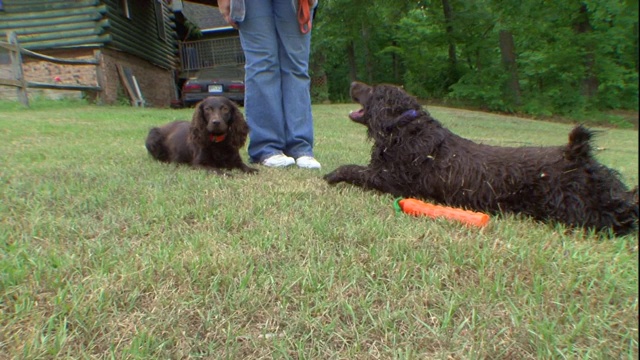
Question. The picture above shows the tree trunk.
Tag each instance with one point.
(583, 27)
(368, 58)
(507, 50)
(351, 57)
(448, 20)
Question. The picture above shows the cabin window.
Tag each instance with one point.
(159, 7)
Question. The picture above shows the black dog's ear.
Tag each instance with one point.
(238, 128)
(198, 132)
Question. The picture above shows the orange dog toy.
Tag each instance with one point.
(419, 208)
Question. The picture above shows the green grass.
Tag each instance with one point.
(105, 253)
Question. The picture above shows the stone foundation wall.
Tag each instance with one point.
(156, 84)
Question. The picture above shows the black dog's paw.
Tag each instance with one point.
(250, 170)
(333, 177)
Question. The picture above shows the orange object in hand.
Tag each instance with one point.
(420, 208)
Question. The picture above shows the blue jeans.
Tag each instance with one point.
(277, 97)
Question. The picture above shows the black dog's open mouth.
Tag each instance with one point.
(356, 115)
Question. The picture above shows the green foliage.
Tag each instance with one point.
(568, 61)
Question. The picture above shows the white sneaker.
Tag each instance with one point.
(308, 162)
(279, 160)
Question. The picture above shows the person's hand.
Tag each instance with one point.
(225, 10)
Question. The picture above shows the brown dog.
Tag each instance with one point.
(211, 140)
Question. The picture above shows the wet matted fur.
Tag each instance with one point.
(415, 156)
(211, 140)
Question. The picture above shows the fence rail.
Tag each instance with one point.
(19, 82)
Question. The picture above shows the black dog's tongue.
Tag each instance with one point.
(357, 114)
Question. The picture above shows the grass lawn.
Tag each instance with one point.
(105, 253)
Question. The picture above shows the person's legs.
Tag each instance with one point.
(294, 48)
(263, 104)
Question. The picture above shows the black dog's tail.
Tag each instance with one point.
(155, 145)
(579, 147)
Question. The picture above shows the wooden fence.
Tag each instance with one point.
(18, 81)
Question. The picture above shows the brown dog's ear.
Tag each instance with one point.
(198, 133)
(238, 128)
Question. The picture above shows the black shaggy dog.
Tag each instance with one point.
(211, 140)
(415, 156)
==
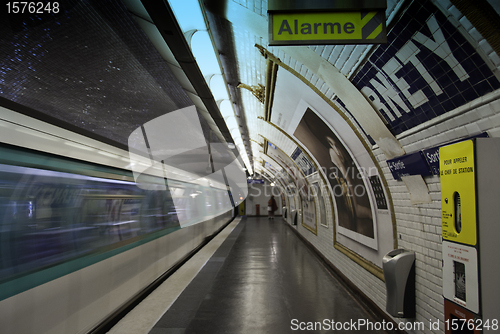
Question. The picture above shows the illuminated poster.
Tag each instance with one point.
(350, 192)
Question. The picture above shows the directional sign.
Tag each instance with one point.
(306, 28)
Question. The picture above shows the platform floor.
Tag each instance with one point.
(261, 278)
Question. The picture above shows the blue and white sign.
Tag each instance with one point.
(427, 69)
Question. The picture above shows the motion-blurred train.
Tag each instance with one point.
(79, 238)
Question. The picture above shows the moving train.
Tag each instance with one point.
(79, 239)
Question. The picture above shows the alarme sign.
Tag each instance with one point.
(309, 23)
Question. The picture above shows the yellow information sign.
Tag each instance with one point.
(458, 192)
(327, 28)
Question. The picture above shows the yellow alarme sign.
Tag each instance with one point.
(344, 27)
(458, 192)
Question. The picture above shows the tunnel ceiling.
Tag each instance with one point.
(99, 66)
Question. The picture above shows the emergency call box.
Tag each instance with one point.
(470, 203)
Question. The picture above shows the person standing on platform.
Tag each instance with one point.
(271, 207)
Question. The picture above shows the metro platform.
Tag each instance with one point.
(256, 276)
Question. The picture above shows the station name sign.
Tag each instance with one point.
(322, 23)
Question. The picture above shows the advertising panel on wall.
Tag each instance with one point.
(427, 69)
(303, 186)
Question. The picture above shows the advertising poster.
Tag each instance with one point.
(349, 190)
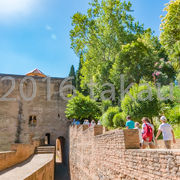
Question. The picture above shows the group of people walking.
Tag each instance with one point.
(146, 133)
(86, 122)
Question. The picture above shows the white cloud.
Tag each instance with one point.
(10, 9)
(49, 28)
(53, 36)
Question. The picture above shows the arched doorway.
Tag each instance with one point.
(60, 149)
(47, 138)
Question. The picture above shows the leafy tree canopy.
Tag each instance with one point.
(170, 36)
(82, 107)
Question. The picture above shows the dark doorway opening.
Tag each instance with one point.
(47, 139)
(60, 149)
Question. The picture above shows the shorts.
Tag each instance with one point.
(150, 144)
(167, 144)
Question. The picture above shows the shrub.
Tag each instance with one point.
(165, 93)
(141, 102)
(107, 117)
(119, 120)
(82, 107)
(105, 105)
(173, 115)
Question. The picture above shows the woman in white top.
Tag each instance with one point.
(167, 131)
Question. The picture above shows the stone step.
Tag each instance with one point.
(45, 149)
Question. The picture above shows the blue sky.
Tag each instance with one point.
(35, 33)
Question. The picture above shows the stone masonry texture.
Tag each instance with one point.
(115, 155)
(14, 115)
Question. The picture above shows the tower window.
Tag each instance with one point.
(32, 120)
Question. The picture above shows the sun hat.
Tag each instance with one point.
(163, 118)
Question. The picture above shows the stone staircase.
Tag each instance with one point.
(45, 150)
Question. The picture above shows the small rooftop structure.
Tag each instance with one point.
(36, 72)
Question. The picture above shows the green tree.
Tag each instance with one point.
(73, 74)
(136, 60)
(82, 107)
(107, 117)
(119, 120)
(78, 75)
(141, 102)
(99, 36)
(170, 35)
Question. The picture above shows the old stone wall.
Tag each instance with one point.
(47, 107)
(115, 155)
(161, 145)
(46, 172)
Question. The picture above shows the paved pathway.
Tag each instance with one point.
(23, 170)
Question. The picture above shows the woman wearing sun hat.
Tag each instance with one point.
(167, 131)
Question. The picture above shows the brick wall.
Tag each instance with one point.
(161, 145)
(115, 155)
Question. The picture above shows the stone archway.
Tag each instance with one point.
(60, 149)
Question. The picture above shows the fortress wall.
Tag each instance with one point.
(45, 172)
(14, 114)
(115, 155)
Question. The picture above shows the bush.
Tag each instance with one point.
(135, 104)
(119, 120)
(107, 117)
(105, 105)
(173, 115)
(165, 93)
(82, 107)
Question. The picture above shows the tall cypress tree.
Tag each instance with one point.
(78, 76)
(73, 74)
--
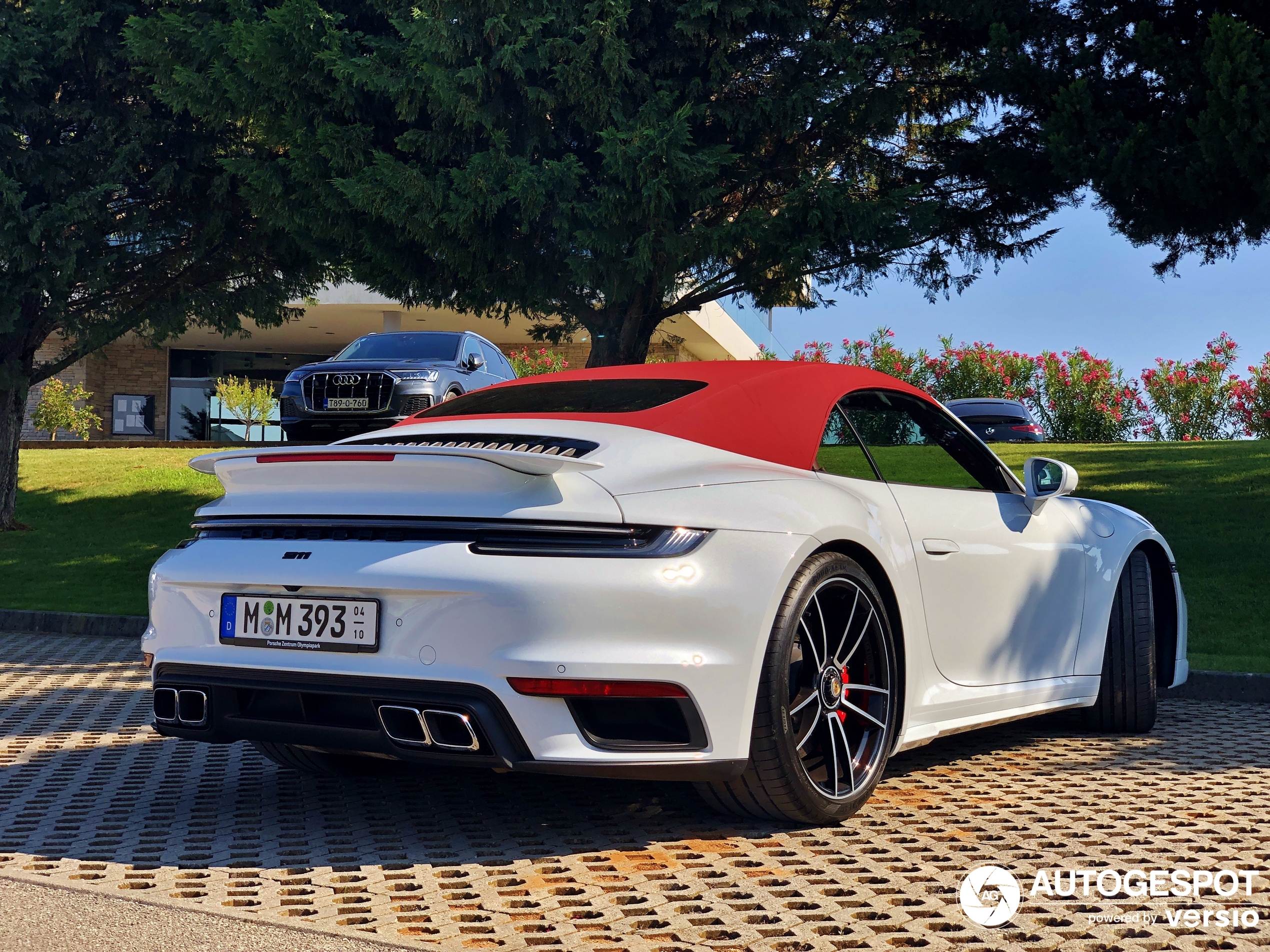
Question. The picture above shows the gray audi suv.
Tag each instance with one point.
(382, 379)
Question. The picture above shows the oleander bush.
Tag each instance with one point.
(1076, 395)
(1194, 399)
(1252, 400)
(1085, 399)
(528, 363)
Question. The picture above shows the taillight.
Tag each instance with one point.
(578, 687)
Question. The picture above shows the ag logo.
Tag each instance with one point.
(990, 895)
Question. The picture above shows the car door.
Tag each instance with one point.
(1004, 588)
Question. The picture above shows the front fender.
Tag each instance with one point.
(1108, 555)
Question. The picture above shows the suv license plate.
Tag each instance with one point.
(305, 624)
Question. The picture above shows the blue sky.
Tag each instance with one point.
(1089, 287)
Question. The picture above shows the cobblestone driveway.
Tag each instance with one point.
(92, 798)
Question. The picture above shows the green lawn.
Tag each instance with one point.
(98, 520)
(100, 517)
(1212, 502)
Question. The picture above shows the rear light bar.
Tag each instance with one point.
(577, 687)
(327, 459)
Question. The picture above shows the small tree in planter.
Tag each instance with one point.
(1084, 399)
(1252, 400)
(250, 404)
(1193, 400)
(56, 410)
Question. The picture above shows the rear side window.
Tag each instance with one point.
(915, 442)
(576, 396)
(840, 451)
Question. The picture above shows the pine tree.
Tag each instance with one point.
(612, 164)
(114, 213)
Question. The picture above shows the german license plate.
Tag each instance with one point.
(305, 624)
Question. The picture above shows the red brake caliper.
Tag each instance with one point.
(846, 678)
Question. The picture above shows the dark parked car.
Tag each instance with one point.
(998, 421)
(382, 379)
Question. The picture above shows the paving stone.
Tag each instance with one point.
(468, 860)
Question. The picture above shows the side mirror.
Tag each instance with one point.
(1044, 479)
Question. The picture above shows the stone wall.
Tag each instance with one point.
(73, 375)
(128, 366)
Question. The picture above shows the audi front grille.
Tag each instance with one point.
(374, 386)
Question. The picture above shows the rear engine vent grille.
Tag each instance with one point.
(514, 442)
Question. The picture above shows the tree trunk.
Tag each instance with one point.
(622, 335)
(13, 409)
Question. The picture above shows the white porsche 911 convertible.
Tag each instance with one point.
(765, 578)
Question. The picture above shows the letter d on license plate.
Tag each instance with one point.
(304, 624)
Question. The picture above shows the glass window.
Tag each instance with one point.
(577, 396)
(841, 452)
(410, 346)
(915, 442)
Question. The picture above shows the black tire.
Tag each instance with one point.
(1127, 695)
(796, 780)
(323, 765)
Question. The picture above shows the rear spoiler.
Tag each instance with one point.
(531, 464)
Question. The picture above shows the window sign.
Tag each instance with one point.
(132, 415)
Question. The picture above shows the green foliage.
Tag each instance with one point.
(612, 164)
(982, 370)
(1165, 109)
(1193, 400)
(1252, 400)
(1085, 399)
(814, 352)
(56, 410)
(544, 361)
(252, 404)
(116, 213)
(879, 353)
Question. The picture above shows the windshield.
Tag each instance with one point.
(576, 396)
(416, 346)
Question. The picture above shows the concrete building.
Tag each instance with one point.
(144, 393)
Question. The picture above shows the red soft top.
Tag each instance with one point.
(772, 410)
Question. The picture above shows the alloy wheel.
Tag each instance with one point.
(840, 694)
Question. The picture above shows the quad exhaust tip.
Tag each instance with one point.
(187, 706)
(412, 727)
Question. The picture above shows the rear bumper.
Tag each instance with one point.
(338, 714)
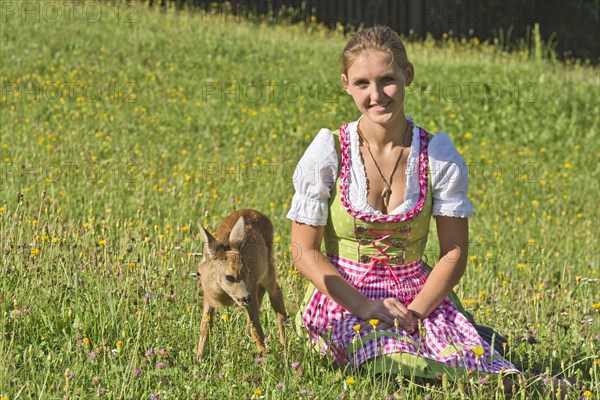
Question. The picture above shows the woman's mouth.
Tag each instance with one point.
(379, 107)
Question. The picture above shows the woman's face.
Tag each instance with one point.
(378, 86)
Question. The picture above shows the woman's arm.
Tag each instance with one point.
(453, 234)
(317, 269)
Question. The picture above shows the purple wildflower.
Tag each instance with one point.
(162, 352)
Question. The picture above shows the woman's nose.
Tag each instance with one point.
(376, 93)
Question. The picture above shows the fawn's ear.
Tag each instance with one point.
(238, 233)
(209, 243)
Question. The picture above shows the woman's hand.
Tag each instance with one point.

(Job):
Copy out in full every row above that contains the word "yellow".

(Solution to this task):
Question. The picture above shows the yellow information sign.
Question. The picture above shows the yellow alarme sign.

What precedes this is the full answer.